Task instructions:
Write out the listing below again, precisely as it is given.

Dataset entries:
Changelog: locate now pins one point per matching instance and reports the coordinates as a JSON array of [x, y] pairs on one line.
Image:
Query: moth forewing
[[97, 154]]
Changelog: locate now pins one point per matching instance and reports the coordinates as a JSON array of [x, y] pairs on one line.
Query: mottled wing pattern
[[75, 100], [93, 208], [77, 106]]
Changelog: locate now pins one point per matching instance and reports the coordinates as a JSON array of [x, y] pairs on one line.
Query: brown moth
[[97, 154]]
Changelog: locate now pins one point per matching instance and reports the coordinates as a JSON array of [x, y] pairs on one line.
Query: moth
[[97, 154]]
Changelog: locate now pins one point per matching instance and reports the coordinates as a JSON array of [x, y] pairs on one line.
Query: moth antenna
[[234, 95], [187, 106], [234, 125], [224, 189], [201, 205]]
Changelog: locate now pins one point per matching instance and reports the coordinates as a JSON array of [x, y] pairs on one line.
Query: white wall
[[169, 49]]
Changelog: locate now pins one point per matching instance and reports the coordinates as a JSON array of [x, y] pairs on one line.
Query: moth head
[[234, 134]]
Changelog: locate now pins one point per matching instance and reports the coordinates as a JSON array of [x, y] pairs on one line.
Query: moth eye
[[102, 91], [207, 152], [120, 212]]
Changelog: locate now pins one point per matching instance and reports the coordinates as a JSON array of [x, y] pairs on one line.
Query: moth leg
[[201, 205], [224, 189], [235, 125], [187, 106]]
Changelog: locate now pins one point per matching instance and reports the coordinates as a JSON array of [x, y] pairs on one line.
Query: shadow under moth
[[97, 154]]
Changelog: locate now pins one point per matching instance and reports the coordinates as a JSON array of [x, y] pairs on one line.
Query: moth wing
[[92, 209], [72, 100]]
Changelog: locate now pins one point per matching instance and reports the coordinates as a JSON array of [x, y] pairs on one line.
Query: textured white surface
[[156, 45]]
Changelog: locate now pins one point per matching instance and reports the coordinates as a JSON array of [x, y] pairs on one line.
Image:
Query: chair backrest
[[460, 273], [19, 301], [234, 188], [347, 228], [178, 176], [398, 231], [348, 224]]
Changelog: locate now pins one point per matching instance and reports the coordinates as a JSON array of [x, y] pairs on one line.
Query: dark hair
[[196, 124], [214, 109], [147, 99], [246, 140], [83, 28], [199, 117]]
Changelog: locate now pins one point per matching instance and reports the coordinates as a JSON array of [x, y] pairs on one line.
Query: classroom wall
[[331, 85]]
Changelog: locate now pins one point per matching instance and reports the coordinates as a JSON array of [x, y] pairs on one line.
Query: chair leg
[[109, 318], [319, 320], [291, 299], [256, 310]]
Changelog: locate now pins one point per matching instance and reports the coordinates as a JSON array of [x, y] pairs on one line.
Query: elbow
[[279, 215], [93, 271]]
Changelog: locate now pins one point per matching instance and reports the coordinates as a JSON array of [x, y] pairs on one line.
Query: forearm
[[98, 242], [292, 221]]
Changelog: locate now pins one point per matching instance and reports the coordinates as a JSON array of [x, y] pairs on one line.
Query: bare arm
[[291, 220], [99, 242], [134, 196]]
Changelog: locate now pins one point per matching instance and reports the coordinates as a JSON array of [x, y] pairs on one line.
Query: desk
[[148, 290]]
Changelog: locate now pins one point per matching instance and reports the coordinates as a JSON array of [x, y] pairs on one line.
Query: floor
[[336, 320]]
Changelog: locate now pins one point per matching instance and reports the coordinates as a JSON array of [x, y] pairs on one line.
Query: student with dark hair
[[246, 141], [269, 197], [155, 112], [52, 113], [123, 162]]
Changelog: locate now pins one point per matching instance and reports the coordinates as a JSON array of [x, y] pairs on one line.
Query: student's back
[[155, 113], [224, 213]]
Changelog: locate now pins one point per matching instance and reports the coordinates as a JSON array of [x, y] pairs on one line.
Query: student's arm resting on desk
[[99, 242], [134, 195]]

Solution to this problem:
Changelog: locate now pins one point per matching instance and reports the coordinates as a JSON array of [x, y] pairs on one line.
Image:
Query: moth forewing
[[97, 154]]
Changelog: locate now pins one point per matching instance and reports the coordinates as a JSON array of [x, y] pairs on one line.
Query: mottled wing pattern
[[75, 100], [93, 208], [77, 106]]
Changelog: locate now pins one point per matching instance and reports the coordinates as a JSON array of [x, y] pairs on one line.
Query: brown moth
[[97, 154]]
Changelog: locate now pins one point per matching instance and reports the coordinates as a JSON array of [x, y] pairs on one line.
Query: moth
[[97, 154]]
Changelog: locate now pins one point per matching instance and reports the coordinates as a JSON array of [x, y] pairs on one line.
Query: moth antenna
[[234, 95], [187, 106], [234, 125], [224, 189], [201, 205]]
Changelog: locate now pins one point per matching instance and reports the coordinates as a JSON array of [x, y] pairs on one line.
Query: white wall
[[169, 49]]
Changelog: locate now pins one point per matching instance and reports the coordinates as a JSON array of [x, y] pairs on one line.
Query: moth head
[[234, 134]]
Changelog: locate now pins one point per matching instance and reports the coordinates as a JSON array of [x, y] pairs on one line.
Query: moth eye
[[102, 91], [207, 152], [120, 212]]
Changelog: locate now pins one point per matching instance and reports the coordinates as a JSON array of [x, y] pairs on one line.
Query: moth leg
[[201, 205], [224, 189], [235, 125], [187, 106]]
Changelog: locate now pins one point per matching instance and reports the coordinates as a JSON array of [x, y] pairs on one line.
Query: shadow under moth
[[97, 154]]
Changelog: locate now pins one point per matching instance and reports the coordinates as a JSON array of [x, y] pairs on one line.
Query: moth wing
[[92, 209], [72, 100]]
Changelog: locate now pins one point per matching instance and reports the coordinates as a JSON array of [x, y] pairs on one line.
Query: textured white surface
[[156, 45]]
Changelog: locate now pins one point per matching instance and reports the coordinates as a JSON array of [x, y] pairs on one line.
Image:
Query: chair backrest
[[460, 273], [19, 301], [234, 188], [347, 228], [178, 176], [398, 231], [348, 224]]
Changelog: locate now pins one point per matching instance and reports the coordinates as a JSON array of [x, y] pairs on one line.
Query: dark hair
[[196, 124], [214, 109], [147, 99], [246, 140], [83, 28], [199, 117]]
Changelog: locate now pins one point per matching instance and reports the coordinates as a JSON array of [x, y] pairs on one line.
Query: classroom wall
[[331, 85]]
Changelog: locate now pins one point per matching instance and reports the coordinates as a JSON array of [x, y] pairs on one line.
Query: chair leg
[[109, 318], [319, 320], [291, 299], [256, 310]]
Changelog: locate now pins one point per matching instance and reports the coordinates as a JSON array of [x, y] pairs on one line.
Query: elbow
[[279, 215], [93, 271]]
Changelog: locate now pins one point per matching instance and reports the coordinates as a JSON array of [x, y] pairs on one line.
Query: forearm
[[98, 242], [292, 221]]
Changelog: locate now pins one point per matching instance and reports the coordinates as a JSON array of [x, y] pairs on one line.
Query: bare arm
[[291, 220], [99, 242], [134, 196]]
Changelog: locate now pins one point per matching instance and reports the coordinates as a JSON array of [x, y] pairs on one line.
Query: desk
[[148, 290]]
Changelog: locate now pins one point per matching instance and reports the coordinates as a JSON array of [x, y] pairs on one line.
Query: floor
[[336, 320]]
Changelog: locate now pins one point per matching instance and reports the coordinates as a JSON array of [x, y] pairs on one line.
Query: student with dark hair
[[246, 141], [269, 197], [155, 112], [52, 113], [123, 162]]
Changelog: locate now pins one point per matching instance and reports the coordinates as a JSON array of [x, y] pairs on one line.
Query: student's back
[[155, 113], [224, 213]]
Changelog: locate now pins one point per matching instance and reports the coordinates as a JSON array of [x, y] pairs on one line.
Query: student's arm resting on desk
[[99, 242], [134, 195]]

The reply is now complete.